**EXERCISE INSTRUCTIONS:** Can you reproduce the rows in the stretch from the line containing "[point] at the blurred" through the line containing "[point] at the black", replacing "sunglasses" with "shades" and keeping everything else the same?

**DATA FOR THE TASK:**

────────────────────

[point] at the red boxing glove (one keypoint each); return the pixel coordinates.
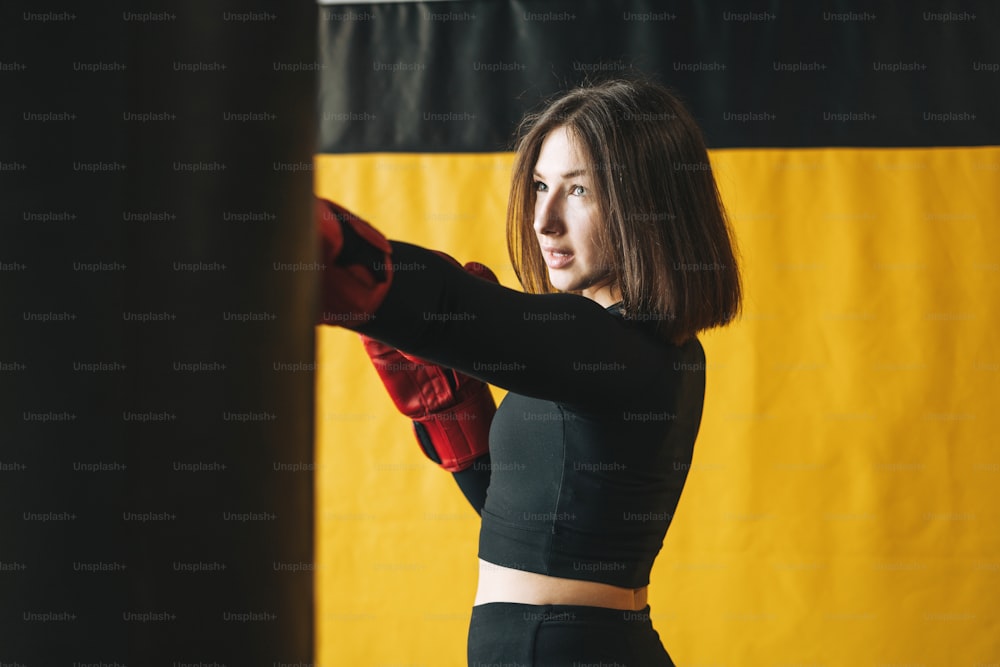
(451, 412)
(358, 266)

────────────────────

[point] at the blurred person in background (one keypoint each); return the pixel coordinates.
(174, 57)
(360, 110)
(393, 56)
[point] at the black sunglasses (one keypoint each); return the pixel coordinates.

────────────────────

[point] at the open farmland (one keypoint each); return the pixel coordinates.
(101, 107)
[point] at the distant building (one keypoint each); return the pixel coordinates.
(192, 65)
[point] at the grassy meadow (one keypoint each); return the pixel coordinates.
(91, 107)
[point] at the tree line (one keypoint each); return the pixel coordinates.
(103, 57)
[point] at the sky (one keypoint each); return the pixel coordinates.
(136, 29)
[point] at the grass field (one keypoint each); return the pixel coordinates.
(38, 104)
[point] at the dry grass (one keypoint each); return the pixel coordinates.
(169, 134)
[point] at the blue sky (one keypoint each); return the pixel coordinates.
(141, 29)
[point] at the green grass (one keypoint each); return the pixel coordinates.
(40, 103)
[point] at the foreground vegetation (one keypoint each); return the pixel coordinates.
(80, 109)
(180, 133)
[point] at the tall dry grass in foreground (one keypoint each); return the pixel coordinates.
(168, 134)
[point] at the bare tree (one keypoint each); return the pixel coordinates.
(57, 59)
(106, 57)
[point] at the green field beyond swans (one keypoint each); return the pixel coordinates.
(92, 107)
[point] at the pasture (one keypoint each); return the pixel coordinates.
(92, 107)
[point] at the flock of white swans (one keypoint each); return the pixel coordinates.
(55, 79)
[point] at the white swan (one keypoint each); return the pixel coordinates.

────────────────────

**EXERCISE RESPONSE:**
[point] at the blurred person in background (one keypoint each); return the pixel coordinates.
(174, 57)
(360, 110)
(393, 56)
[point] at the black shades (one keypoint each); return the pixel coordinates.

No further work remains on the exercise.